Material to process section start

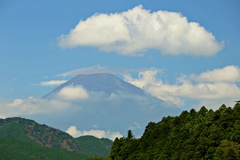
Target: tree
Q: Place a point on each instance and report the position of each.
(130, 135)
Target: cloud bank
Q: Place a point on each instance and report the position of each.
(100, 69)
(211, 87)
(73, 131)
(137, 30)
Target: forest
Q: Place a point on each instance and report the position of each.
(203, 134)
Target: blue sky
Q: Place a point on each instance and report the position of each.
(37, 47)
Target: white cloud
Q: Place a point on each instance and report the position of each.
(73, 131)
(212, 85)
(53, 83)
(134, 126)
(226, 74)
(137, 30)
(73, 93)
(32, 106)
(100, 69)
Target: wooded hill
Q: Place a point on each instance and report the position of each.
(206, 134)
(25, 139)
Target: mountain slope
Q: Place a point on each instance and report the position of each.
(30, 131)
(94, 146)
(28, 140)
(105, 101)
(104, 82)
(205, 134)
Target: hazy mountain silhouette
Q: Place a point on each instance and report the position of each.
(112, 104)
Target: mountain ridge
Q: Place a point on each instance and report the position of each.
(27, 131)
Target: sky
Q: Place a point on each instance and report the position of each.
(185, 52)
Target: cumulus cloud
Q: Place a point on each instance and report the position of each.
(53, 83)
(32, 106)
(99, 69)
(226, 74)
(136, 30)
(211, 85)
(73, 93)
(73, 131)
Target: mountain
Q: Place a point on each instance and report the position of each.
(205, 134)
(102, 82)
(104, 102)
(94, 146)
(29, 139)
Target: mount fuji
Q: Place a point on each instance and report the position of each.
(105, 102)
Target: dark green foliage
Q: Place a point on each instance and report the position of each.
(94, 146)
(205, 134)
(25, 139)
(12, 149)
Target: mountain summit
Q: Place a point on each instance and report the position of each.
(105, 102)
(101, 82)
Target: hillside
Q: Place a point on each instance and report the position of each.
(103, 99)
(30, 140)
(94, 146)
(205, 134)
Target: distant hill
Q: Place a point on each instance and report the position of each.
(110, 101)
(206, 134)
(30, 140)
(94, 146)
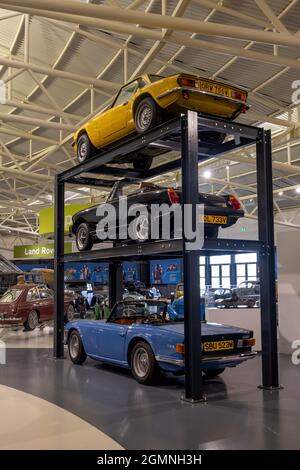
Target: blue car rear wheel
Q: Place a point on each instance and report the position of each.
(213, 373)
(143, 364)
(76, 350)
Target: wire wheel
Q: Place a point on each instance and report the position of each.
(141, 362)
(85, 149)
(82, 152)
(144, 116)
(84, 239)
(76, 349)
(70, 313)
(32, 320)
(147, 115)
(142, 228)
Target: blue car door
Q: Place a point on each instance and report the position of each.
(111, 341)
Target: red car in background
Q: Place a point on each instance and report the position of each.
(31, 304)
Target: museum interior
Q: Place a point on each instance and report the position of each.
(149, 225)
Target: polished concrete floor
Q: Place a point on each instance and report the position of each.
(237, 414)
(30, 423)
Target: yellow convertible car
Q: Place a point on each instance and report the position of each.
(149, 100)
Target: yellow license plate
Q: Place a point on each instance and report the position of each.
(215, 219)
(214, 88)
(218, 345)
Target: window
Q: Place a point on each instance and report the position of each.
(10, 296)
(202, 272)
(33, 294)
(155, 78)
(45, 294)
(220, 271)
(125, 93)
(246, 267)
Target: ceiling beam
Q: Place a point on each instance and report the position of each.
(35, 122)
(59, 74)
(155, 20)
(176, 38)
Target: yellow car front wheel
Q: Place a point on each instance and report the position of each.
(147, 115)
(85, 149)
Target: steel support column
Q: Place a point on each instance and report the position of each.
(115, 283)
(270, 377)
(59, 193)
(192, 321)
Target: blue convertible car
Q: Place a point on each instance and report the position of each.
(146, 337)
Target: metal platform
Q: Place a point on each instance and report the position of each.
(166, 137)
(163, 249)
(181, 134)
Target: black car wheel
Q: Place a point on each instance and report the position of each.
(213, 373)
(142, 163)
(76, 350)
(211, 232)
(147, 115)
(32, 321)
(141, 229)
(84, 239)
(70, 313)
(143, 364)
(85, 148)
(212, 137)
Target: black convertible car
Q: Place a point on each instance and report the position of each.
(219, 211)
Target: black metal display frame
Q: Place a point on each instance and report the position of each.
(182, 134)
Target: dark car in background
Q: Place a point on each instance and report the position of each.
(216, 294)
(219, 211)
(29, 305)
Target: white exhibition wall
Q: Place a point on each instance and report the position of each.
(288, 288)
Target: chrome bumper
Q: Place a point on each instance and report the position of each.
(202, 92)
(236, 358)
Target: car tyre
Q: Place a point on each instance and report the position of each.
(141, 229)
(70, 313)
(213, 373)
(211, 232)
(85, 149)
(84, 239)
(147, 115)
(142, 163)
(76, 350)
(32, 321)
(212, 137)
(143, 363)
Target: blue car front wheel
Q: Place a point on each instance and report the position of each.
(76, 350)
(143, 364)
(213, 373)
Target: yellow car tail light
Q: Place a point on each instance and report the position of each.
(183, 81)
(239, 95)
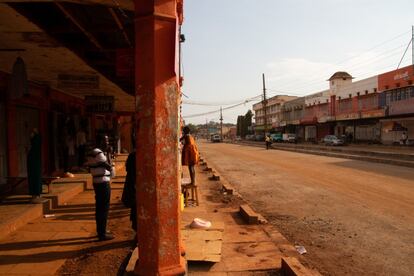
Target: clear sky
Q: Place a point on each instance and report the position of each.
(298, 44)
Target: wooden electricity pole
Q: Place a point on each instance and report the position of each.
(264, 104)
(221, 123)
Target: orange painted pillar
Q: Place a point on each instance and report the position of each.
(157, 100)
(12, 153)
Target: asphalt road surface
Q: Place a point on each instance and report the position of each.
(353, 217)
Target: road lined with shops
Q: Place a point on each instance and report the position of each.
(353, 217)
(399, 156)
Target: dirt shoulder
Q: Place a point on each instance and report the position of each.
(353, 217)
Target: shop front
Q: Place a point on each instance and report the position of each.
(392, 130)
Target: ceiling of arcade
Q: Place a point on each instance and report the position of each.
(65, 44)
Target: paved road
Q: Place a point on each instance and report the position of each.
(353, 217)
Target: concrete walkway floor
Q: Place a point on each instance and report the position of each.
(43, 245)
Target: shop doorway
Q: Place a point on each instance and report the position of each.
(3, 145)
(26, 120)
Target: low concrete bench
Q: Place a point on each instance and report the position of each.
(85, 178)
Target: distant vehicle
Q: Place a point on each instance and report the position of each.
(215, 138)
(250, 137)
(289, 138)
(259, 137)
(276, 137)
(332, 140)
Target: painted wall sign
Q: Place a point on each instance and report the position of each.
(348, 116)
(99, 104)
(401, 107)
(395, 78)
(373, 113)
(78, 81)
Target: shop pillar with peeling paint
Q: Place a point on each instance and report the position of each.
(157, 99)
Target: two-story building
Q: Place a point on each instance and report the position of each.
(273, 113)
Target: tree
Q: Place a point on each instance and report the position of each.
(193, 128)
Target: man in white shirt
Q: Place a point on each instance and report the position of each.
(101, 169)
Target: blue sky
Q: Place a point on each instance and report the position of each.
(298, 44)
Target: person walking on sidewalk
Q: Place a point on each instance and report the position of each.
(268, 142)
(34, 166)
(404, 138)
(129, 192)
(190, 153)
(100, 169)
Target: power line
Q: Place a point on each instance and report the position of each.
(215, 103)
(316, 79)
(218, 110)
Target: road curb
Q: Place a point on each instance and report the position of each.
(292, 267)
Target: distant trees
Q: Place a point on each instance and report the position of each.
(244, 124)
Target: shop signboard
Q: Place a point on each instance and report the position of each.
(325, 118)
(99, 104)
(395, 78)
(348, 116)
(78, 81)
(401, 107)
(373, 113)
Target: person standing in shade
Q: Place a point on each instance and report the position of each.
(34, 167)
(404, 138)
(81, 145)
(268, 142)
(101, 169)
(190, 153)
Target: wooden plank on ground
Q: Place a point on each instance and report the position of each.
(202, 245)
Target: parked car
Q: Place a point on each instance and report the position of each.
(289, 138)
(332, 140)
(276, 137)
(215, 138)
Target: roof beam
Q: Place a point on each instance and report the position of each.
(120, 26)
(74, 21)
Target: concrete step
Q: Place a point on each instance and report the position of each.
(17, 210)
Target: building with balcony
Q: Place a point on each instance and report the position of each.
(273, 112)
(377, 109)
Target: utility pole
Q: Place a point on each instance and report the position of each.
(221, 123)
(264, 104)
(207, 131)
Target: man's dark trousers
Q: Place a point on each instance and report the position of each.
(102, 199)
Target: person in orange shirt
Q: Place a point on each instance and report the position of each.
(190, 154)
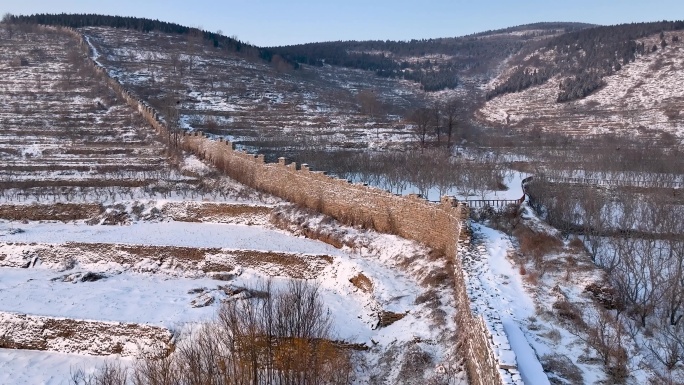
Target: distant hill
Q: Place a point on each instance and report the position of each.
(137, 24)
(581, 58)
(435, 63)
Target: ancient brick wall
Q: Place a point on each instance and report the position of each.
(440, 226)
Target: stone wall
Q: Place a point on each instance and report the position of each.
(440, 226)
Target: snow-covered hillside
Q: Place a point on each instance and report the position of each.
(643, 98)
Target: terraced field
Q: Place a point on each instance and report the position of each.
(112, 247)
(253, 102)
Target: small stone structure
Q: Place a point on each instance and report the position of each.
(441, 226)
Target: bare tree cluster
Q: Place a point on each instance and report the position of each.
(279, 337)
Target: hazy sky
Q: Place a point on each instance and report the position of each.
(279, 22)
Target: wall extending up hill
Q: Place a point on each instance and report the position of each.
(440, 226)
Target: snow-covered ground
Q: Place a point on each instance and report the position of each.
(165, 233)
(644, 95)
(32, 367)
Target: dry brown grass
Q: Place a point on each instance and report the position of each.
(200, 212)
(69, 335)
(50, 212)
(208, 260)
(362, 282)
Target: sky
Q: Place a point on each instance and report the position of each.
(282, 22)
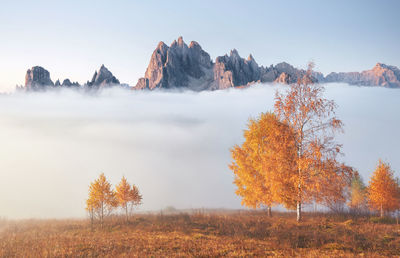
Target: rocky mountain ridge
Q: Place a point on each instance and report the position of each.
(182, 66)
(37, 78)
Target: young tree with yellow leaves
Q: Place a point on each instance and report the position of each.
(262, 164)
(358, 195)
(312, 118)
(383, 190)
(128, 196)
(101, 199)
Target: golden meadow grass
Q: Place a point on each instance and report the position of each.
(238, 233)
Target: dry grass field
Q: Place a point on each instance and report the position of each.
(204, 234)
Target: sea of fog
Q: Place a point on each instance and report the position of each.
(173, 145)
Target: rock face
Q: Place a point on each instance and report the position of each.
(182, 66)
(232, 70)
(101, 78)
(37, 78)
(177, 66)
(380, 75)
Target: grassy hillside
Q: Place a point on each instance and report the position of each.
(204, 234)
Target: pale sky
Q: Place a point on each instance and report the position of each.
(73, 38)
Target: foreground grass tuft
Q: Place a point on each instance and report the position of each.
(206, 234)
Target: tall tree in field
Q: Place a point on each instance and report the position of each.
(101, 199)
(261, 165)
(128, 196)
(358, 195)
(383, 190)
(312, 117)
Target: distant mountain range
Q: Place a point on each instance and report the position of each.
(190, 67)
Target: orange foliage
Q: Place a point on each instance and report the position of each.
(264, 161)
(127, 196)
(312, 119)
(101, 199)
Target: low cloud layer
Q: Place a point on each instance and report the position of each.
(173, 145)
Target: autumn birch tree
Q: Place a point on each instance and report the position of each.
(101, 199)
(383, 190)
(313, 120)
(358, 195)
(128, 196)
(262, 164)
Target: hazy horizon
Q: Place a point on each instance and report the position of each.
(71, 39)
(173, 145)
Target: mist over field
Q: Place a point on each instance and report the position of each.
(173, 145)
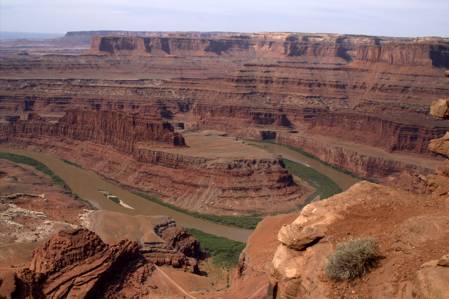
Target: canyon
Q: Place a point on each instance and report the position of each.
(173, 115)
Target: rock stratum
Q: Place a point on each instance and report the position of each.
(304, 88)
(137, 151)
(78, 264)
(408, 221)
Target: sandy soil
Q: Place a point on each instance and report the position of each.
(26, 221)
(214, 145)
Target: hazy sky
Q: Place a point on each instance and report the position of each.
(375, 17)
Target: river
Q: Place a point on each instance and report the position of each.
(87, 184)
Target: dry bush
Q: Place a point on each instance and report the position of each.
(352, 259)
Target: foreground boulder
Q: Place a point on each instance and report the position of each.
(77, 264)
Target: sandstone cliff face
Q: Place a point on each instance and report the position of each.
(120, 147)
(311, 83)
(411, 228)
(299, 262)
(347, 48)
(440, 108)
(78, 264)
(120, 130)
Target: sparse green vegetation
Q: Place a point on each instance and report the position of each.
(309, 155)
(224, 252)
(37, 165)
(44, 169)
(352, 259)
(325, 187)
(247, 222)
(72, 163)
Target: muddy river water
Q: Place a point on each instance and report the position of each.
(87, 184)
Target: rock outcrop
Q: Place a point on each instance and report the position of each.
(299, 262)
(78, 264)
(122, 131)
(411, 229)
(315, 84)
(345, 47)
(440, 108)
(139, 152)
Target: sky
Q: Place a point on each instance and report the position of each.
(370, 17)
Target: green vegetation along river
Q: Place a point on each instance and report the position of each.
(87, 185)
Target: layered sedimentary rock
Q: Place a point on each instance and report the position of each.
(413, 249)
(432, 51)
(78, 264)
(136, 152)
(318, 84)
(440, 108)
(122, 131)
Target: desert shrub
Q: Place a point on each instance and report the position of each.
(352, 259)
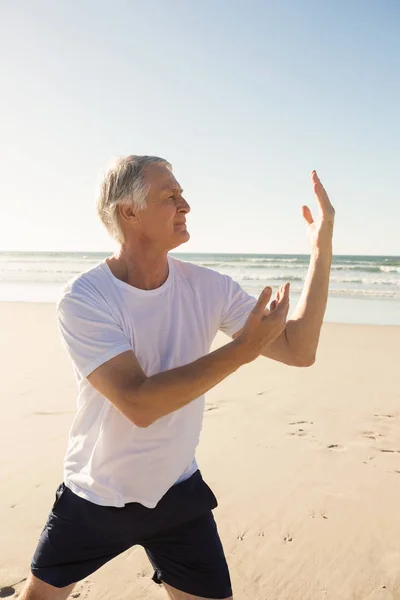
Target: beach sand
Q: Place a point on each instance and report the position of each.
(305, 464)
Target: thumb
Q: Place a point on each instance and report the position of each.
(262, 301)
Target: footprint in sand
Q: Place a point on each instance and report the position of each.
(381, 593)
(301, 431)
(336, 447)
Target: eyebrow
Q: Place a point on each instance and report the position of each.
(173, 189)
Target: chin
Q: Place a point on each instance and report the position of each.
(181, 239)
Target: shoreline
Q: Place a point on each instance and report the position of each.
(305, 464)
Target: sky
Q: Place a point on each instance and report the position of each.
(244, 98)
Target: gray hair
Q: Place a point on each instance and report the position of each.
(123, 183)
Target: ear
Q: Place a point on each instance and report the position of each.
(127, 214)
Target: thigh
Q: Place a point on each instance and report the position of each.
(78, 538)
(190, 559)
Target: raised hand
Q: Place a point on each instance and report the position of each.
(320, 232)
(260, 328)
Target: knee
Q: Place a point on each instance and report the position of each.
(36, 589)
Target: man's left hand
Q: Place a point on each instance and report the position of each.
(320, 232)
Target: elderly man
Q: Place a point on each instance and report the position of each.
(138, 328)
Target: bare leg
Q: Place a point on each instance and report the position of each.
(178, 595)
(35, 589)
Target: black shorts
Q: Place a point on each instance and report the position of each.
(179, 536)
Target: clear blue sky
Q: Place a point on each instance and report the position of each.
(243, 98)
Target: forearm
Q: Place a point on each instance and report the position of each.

Material to process section end

From the first line of the records down through the line containing "Target: wooded hill", transcribe exactly those lines and no others, both ends kept, pictures dropped.

Target: tree
Q: Place a point on each instance and report the position of each.
(130, 135)
Target: cloud bank
Q: Place a point on each instance and report the position of each.
(100, 69)
(211, 87)
(73, 131)
(137, 30)
Target: forest
Q: Place a point on each instance and report the position of each.
(203, 134)
Target: blue sky
Q: Place a point on each instance and report the position of each.
(37, 47)
Target: white cloud
Q: Place a point on each instance and report the position of each.
(73, 131)
(212, 85)
(53, 83)
(134, 126)
(226, 74)
(137, 30)
(73, 93)
(32, 106)
(100, 69)
Target: wooded hill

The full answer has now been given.